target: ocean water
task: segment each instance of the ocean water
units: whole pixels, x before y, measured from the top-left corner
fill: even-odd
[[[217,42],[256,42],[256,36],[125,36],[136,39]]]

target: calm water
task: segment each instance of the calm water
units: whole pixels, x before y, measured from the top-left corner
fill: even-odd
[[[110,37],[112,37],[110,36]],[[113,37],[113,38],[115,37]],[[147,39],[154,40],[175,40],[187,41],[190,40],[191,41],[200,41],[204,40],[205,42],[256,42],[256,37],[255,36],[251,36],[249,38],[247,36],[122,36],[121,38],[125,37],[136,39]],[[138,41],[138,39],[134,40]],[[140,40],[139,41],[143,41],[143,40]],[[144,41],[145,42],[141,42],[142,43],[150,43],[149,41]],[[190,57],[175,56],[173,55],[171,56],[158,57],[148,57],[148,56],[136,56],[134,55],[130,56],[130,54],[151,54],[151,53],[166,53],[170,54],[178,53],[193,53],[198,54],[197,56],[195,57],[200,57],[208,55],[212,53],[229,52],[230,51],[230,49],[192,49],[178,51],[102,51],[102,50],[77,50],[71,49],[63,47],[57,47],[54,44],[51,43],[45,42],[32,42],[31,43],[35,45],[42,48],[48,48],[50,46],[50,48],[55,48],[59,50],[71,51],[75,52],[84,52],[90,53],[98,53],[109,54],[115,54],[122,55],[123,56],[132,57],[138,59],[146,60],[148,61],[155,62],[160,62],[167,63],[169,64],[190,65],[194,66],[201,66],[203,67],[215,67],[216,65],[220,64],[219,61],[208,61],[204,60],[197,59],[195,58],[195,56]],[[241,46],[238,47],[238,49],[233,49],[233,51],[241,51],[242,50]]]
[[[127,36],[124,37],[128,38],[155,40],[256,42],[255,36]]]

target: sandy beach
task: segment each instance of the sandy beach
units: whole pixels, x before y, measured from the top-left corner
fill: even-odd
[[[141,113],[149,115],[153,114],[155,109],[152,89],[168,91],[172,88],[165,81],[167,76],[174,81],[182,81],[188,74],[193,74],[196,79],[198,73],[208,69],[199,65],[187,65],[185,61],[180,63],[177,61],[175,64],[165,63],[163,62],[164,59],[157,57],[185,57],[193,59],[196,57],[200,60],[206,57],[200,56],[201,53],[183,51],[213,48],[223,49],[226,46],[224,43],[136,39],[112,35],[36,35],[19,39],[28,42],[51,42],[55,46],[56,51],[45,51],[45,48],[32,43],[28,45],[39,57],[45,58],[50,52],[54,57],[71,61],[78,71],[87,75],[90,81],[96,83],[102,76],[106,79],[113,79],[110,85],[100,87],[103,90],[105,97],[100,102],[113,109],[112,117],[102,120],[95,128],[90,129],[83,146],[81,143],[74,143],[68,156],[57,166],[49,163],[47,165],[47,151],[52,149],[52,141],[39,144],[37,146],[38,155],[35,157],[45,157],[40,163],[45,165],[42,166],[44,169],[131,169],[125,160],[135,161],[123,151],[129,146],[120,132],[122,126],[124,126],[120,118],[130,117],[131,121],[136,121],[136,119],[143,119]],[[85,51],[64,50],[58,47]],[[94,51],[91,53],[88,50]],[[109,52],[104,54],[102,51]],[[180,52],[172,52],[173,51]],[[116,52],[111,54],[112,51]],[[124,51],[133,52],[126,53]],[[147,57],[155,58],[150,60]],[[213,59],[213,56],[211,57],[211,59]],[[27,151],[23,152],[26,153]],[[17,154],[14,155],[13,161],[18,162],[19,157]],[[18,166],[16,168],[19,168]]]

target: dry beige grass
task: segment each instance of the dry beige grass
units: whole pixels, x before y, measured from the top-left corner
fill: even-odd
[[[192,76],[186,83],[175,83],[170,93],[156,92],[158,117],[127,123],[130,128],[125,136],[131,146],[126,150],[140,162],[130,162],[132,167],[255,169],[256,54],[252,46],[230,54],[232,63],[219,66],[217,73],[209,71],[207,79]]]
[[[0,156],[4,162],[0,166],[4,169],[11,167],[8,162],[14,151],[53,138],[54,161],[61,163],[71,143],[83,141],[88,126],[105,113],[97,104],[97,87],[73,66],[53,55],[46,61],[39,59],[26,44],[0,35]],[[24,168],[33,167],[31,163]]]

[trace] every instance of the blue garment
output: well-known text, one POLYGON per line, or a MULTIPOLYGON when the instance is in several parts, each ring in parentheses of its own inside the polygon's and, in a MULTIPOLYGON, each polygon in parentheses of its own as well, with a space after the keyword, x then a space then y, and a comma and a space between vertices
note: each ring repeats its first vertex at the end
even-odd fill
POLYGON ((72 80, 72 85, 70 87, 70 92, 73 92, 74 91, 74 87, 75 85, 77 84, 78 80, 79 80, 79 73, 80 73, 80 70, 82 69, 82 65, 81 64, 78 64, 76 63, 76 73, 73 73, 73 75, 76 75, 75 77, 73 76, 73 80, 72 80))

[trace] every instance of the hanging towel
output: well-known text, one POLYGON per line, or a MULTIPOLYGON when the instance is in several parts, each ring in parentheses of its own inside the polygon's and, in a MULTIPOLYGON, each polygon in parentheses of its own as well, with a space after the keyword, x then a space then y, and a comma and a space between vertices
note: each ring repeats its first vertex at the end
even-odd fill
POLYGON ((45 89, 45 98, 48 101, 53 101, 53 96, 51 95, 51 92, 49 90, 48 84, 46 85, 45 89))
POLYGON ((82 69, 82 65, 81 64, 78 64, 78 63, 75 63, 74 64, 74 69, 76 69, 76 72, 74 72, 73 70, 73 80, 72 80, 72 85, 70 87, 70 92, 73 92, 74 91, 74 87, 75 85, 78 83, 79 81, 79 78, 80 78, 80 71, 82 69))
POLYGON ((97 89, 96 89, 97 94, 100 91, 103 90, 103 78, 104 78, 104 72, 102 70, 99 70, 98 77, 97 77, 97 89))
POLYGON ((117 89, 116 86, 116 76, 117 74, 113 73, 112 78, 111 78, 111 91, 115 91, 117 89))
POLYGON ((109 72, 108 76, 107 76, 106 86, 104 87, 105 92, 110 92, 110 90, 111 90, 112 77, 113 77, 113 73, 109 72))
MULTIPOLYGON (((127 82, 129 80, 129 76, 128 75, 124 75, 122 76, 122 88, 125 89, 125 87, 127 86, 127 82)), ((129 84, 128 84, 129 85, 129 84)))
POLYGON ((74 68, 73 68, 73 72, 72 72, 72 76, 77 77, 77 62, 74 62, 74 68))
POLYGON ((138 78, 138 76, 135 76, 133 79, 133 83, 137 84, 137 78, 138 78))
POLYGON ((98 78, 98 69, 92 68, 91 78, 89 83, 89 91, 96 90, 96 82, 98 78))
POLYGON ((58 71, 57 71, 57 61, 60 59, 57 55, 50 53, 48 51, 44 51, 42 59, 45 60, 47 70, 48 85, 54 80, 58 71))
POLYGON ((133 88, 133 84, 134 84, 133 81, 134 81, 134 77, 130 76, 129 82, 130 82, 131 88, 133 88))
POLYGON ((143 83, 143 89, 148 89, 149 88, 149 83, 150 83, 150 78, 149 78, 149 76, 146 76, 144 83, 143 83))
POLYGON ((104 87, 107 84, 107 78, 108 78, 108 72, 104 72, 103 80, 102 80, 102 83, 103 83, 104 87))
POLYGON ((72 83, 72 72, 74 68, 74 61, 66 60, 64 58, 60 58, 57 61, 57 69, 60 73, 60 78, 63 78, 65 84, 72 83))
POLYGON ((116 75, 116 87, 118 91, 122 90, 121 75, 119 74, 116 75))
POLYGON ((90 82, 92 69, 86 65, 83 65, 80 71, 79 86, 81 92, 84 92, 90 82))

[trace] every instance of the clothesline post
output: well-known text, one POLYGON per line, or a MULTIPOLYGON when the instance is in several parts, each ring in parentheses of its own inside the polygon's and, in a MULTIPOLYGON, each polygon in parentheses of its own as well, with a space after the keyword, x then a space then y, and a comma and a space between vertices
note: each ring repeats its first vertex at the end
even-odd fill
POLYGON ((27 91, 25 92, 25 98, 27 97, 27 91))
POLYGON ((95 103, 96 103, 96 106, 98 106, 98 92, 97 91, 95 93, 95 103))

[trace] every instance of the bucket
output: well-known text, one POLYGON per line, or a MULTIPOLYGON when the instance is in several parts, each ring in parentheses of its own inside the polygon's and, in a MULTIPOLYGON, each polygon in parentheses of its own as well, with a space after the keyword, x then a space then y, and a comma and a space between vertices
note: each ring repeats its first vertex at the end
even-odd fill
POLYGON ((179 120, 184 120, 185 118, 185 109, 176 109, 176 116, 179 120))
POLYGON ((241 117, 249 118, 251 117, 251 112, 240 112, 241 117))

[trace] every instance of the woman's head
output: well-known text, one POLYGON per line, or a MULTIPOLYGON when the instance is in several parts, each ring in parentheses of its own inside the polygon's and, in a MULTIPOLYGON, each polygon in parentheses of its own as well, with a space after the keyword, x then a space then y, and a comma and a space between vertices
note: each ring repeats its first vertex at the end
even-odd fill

**TASK REQUIREMENTS**. From the start of the entries up to and including the line with "[[[217,42],[256,42],[256,36],[125,36],[136,39]]]", reproduce the lines with "ocean water" swapped for "open sea" and nothing else changed.

**REPLY TO THE EXERCISE**.
target: open sea
task: segment each instance of the open sea
units: whole pixels, x before y, measured from the top-left corner
fill: even-odd
[[[217,42],[256,42],[256,36],[125,36],[136,39]]]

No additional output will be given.